Non penso. Il fatto stesso per cui è da considerare come lo è stato, una modalità integrativa e non alternativa o sostitutiva della didattica in classe, lo dimostra.
Vi sono come è facile intuire limiti e difficoltà, che si traducono in una disparità nelle condizioni di accesso ai servizi.
Limiti e difficoltà che un sistema pubblico in quanto tale dovrebbe verificare per poi eliminare prima di obbligare docenti ed alunni a procedere con la DAD, oltretutto rendendo disponibili sue apparecchiature, non obbligandone ad esserlo, altrui.
Uno dei presupposti indispensabili è innanzitutto il livello e la qualità della copertura del territorio con una rete efficace di collegamenti telematici, e questo cambia da operatore ad operatore, e da un luogo all’altro, in una stessa città e provincia.
Laddove questa condizione di eguaglianza non è presente, c’è già disparità tra docente e docente e tra alunno ed alunno.
Accanto a questo presupposto ne segue un altro, la disponibilità al domicilio dei docenti e degli studenti della necessaria strumentazione, che sicuramente non sarà uguale per tutti, come può essere la dotazione di computer che una scuola mette a disposizione in un suo laboratorio.

E qui c’è un’altra disparità ancora, perché quello di cui si dispone non è uguale per tutti.
Ma è ancora più importante questo: non è detto che vi sia in tutte le case. Pensiamo ad esempio alle famiglie meno abbienti, e a quello che sta provocando in termini di perdita di lavoro, il coronavirus.

Un altro presupposto poi è la capacità di utilizzare questa strumentazione e di farlo anche correttamente, e qui pensiamo in modo particolare agli alunni che hanno bisogno del sostegno, per i quali questa diventa la prerogativa indispensabile.
Se non è assicurata questa, per limiti fisici dovuti al proprio handicap e/o alla mancanza della prossimità di un insegnante di sostegno, la strumentazione è inutile. Anche quindi in questo caso si introducono disparità.

Record contenuti in un dataset:

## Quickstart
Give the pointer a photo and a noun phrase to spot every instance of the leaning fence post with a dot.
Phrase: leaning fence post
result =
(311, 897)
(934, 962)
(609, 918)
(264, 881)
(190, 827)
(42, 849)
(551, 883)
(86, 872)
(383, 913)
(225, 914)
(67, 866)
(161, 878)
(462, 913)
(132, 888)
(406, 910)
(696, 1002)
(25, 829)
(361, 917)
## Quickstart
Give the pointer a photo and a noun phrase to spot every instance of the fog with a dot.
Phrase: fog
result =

CONSEGNE:
A. Riscrivi in forma più breve il paragrafo del testo sulla didattica a distanza che comincia con "Un altro presupposto poi", mantenendone i fatti principali.
B. Trascrivi dal testo sulla didattica a distanza tutto ciò che va da "Laddove questa condizione" fino a "lavoro, il coronavirus.".
C. Rispondi, per favore, a queste domande sul testo sulla didattica a distanza:
(i) Come va considerata la DAD secondo la prima frase?
(ii) Da che cosa dipende la variazione nella copertura della rete di collegamenti telematici?
(iii) Quali famiglie vengono citate come esempio di case in cui la strumentazione potrebbe mancare?

SOLUZIONI:
A. Un altro presupposto è saper usare correttamente la strumentazione. Per gli alunni che hanno bisogno del sostegno è un requisito indispensabile. Se non è garantito, per limiti fisici dovuti all'handicap e/o per la mancanza di un insegnante di sostegno vicino, la strumentazione è inutile, e anche così si creano disparità.

B.
Laddove questa condizione di eguaglianza non è presente, c’è già disparità tra docente e docente e tra alunno ed alunno.
Accanto a questo presupposto ne segue un altro, la disponibilità al domicilio dei docenti e degli studenti della necessaria strumentazione, che sicuramente non sarà uguale per tutti, come può essere la dotazione di computer che una scuola mette a disposizione in un suo laboratorio.

E qui c’è un’altra disparità ancora, perché quello di cui si dispone non è uguale per tutti.
Ma è ancora più importante questo: non è detto che vi sia in tutte le case. Pensiamo ad esempio alle famiglie meno abbienti, e a quello che sta provocando in termini di perdita di lavoro, il coronavirus.

C.
(i) Come una modalità integrativa e non alternativa o sostitutiva della didattica in classe.
(ii) Cambia da operatore a operatore e da un luogo all'altro, anche in una stessa città e provincia.
(iii) Le famiglie meno abbienti.